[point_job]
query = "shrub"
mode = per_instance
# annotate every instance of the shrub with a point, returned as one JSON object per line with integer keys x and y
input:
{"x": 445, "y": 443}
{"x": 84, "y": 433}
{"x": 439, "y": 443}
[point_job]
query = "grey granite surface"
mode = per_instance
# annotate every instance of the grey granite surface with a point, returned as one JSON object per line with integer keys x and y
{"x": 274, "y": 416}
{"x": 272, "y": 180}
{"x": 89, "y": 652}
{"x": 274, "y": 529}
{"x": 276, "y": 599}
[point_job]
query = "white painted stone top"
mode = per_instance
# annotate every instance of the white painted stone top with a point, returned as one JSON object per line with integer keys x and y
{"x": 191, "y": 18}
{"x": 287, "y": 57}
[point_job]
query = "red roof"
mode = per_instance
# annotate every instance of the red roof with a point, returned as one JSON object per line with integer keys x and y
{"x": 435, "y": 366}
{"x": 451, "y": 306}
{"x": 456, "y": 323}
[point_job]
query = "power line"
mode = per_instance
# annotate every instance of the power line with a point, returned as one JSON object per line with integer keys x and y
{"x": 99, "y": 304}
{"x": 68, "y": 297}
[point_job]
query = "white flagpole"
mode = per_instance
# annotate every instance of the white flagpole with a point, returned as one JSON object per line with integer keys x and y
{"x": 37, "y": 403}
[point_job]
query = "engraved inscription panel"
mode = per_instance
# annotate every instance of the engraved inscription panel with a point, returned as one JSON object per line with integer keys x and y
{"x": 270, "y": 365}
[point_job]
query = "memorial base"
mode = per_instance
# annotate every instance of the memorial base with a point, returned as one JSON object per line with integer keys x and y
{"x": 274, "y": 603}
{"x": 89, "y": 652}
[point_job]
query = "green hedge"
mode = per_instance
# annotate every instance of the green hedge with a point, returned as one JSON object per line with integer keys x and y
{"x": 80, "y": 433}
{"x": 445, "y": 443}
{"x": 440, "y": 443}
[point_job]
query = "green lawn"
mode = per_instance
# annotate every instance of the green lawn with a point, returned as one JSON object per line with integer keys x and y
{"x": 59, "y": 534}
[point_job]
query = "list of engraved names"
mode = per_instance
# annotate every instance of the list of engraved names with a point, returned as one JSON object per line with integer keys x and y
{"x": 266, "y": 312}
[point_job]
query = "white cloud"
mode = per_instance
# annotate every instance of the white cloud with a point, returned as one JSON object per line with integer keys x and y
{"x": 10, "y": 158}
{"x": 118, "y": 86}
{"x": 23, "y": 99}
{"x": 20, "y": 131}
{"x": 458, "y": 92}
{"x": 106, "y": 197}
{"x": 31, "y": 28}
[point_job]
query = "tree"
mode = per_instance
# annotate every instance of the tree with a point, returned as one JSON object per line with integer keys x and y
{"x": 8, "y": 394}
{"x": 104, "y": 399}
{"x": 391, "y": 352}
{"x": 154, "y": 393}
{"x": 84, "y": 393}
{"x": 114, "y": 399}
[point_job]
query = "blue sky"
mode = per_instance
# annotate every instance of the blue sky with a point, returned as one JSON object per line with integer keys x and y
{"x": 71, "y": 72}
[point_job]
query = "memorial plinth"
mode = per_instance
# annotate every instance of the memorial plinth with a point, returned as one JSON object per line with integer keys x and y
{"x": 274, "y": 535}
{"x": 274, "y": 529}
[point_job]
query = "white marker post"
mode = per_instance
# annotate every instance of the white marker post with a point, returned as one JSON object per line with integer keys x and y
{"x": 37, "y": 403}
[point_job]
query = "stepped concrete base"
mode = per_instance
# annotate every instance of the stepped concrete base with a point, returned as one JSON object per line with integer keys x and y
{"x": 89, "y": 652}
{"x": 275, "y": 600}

*WORK REQUIRED*
Exactly as shown, repeat every record.

*TASK OUTPUT*
[point_job]
query = "shrub"
mode = per_instance
# annotate every instance of the shrub with a point, returned as one JSON object per line with integer keys x and y
input:
{"x": 445, "y": 443}
{"x": 84, "y": 433}
{"x": 439, "y": 443}
[point_job]
query = "grey granite surface"
mode = per_instance
# annotate every instance of the grey granite surface with a point, returned as one JSON object per line with integer keys x and y
{"x": 274, "y": 416}
{"x": 272, "y": 180}
{"x": 89, "y": 652}
{"x": 274, "y": 529}
{"x": 276, "y": 599}
[point_job]
query = "white painted stone top"
mode = per_instance
# annotate every instance of the white painted stone top with a point, returned as one JSON object per line with integer keys x and y
{"x": 191, "y": 18}
{"x": 287, "y": 57}
[point_job]
query = "red roof"
mode = per_instance
# annotate every instance of the red roof with a point, returned as one JSON object per line with integer keys x and y
{"x": 435, "y": 366}
{"x": 451, "y": 306}
{"x": 456, "y": 323}
[point_job]
query = "power line"
mode = per_instance
# annotate every instance of the power line with a point, returned as one JSON object per line with integer keys x and y
{"x": 99, "y": 304}
{"x": 68, "y": 297}
[point_job]
query = "white flagpole"
mode = per_instance
# annotate every instance of the white flagpole with a point, returned as one JSON object per line with integer keys x and y
{"x": 37, "y": 403}
[point_job]
query = "engraved inscription panel"
mode = per_instance
# annotate every instance of the engraved inscription panel with a point, returned as one JSON object per line with integer keys x and y
{"x": 270, "y": 365}
[point_job]
query = "memorial base"
mode = per_instance
# annotate every instance of the memorial base with a point, returned as one JSON object per line with integer keys x and y
{"x": 274, "y": 603}
{"x": 89, "y": 652}
[point_job]
query = "green hedge"
mode = per_instance
# annotate every instance of the green hedge with a point, returned as one JSON object per line with integer keys x and y
{"x": 80, "y": 433}
{"x": 445, "y": 443}
{"x": 440, "y": 443}
[point_job]
query = "green lawn"
mode = per_instance
# annotate every instance of the green lawn with a point, returned as one JSON object per line with integer keys x and y
{"x": 59, "y": 534}
[point_job]
query = "list of engraved names"
mode = per_instance
# annotate every instance of the list of engraved names with a point, returned as one JSON object per line with integer keys x and y
{"x": 266, "y": 312}
[point_job]
query = "white cloud"
mode = per_instance
# annotate every instance of the white cloud with a point, returned as one JSON object per line with integer keys x and y
{"x": 10, "y": 158}
{"x": 118, "y": 86}
{"x": 23, "y": 99}
{"x": 20, "y": 131}
{"x": 458, "y": 92}
{"x": 106, "y": 197}
{"x": 31, "y": 28}
[point_job]
query = "tree"
mode = per_instance
# annotate every instance of the tree with a point, returned as one JSON object per line with integer keys x and y
{"x": 8, "y": 394}
{"x": 104, "y": 399}
{"x": 391, "y": 352}
{"x": 154, "y": 393}
{"x": 84, "y": 393}
{"x": 114, "y": 399}
[point_job]
query = "blue sky"
mode = per_instance
# annotate every instance of the blue sky with a point, returned as one JSON object per line with integer keys x and y
{"x": 71, "y": 72}
[point_job]
query = "memorial plinth"
mode = per_instance
# annotate every instance of the memorial plinth with a point, returned as one JSON object per line with integer keys x and y
{"x": 274, "y": 535}
{"x": 274, "y": 529}
[point_job]
query = "white marker post"
mode = per_instance
# annotate every instance of the white marker post with a point, returned as one JSON object per line with integer keys x and y
{"x": 37, "y": 403}
[point_job]
query = "stepped concrete base"
mode = per_instance
# annotate every instance of the stepped concrete base with a point, returned as one JSON object per line with integer keys x and y
{"x": 89, "y": 652}
{"x": 275, "y": 600}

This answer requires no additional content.